_Exercise details:_ Render all of the lines below as a JSON list of strings, one string per line, with blank lines omitted.

[Coordinate labeling data]
━━━━━━━━━━━━━━━━━━━━

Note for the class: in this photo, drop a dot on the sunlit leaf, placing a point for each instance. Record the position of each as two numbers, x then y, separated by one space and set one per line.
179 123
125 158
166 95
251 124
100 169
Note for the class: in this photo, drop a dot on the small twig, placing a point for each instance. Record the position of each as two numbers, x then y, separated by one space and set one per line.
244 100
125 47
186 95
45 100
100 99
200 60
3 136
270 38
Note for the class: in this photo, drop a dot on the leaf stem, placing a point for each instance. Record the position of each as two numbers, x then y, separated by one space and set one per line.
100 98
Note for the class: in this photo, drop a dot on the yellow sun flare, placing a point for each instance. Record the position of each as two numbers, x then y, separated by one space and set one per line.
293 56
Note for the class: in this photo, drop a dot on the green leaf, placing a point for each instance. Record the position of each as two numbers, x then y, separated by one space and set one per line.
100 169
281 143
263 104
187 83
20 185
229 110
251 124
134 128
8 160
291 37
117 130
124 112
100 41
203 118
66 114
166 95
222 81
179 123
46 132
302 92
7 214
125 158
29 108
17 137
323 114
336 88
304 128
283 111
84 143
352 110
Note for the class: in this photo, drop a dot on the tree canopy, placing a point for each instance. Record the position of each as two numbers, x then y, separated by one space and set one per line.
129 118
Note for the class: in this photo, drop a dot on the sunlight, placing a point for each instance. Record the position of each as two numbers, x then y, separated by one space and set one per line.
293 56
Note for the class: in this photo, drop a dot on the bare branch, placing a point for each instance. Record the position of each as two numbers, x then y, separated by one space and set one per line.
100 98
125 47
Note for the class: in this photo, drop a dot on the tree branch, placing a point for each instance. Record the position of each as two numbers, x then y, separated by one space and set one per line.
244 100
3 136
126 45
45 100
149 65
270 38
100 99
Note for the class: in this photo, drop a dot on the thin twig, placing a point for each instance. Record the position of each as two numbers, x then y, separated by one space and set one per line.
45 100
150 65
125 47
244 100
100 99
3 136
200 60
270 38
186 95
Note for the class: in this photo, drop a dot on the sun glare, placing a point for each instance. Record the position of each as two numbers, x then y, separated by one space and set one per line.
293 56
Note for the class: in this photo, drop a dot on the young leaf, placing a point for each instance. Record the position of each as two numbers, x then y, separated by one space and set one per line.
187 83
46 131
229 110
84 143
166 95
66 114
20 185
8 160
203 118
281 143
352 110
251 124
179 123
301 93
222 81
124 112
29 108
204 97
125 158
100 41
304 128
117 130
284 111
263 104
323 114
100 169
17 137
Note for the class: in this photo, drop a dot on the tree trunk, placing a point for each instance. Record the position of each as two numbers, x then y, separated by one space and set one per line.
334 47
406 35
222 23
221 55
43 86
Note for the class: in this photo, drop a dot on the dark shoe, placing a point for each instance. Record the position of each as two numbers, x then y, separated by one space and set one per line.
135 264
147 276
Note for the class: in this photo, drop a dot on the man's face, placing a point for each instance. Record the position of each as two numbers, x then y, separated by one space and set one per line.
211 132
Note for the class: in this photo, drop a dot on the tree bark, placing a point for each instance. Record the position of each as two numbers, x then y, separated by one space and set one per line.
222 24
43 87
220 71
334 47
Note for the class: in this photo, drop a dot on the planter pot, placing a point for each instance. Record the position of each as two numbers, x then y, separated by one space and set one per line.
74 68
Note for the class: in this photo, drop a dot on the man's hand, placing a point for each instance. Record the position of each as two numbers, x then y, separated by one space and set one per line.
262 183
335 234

━━━━━━━━━━━━━━━━━━━━

_Reply to the task:_
[
  "Note for the class: in this photo, drop a dot on the sunlit leaf, placing a point for each instance. Record the position of each as two numbers, x then y, separated by one space and set one per line.",
  "179 123",
  "125 158",
  "166 95",
  "251 124",
  "100 169",
  "Note for the class: in this photo, drop a dot on the small twig, placing a point for each instance. Record the position of each as two numbers, x then y, separated by one space and set one per line.",
  "244 100",
  "125 47",
  "186 95",
  "45 100",
  "100 99",
  "200 60",
  "3 136",
  "270 38",
  "Note for the class: in this photo, drop a dot on the leaf stem, placing a point for each instance. Record the position of each as two numbers, x then y, separated by one space and set one per line.",
  "100 98",
  "Note for the class: in this photo, drop a dot on the yellow sun flare, placing a point for each instance. Record the position of each as two numbers, x then y, separated by one space and set one per line.",
  "293 56",
  "Note for the class: in this photo, drop a dot on the green leaf, placing a point for each instance. Record the position of each as two numbers, x then y, separated by one space and set one per line.",
  "100 169",
  "281 143",
  "263 104",
  "187 83",
  "20 185",
  "229 110",
  "251 124",
  "134 128",
  "8 160",
  "291 37",
  "117 130",
  "124 112",
  "100 41",
  "203 118",
  "66 114",
  "166 95",
  "222 81",
  "179 123",
  "46 132",
  "302 92",
  "7 214",
  "125 158",
  "29 108",
  "17 137",
  "323 114",
  "336 88",
  "304 128",
  "283 111",
  "84 143",
  "352 110",
  "Note for the class: in this photo, drop a dot on the tree canopy, placing a point for each instance. Record the position of each as two numbers, x then y, separated by one space and set one per line.",
  "129 118",
  "Note for the class: in this photo, drop a dot on the sunlight, placing a point for each instance. Record the position of each as two numbers, x then y, separated by one space and set one per line.",
  "293 56",
  "Note for the class: in this photo, drop a dot on the bare branch, placing a point for each instance. Record the position of each as two numbers, x then y, separated by one space and set one per line.",
  "100 98",
  "125 47",
  "Note for the class: in this photo, drop a dot on the tree branch, placing a point for each instance. Record the position of each as two numbers, x then y, separated by one space and set one per line.",
  "244 100",
  "3 136",
  "126 45",
  "45 100",
  "149 65",
  "270 38",
  "100 99",
  "Note for the class: in this photo, drop a dot on the thin twig, placing a point for each instance. Record the position of each as two numbers, x then y, separated by one space and set one per line.",
  "45 100",
  "150 65",
  "125 47",
  "244 100",
  "100 99",
  "3 136",
  "200 60",
  "270 38",
  "186 95",
  "Note for the class: in this photo, drop a dot on the sun glare, placing a point for each instance. Record the position of each as two numbers, x then y, separated by one space and set one per line.",
  "293 56",
  "Note for the class: in this photo, drop a dot on the young leaf, placing a point for each instance. Record the position of each as two numbers, x then y, separated by one space and set one per line.",
  "187 83",
  "46 131",
  "229 110",
  "84 143",
  "166 95",
  "66 114",
  "20 185",
  "8 160",
  "203 118",
  "281 143",
  "352 110",
  "251 124",
  "179 123",
  "301 93",
  "222 81",
  "124 112",
  "29 108",
  "204 97",
  "125 158",
  "100 41",
  "304 128",
  "117 130",
  "284 111",
  "263 104",
  "323 114",
  "100 169",
  "17 137",
  "Note for the class: in this photo, drop a dot on the tree trunk, placing a point for each instance. Record the position of each as two numbers, x then y, separated by one space and set one per line.",
  "334 47",
  "406 35",
  "222 23",
  "221 55",
  "43 86",
  "Note for the class: in this photo, drop a dot on the dark shoe, placing a point for each instance. Record the position of each as two numbers, x then y, separated by one space and set one per line.",
  "135 264",
  "147 276",
  "Note for the class: in this photo, drop a dot on the man's face, placing a point for each instance. Record the position of each as two numbers, x then y, separated by one space and set one per line.",
  "211 132",
  "Note for the class: in this photo, drop a dot on the tree bark, placing a point for each instance. Record the position of each as two numbers, x then y, separated by one space and set one per line.",
  "222 24",
  "43 87",
  "220 71",
  "334 47",
  "Note for the class: in this photo, drop a dot on the planter pot, placing a point for each instance. Record the position of each as two numbers, x then y, separated by one space and set one per line.",
  "74 68",
  "Note for the class: in this photo, drop a dot on the man's hand, placing a point for each instance. Record the position of each as two numbers, x then y, separated by one space and set one per line.",
  "262 183",
  "335 234"
]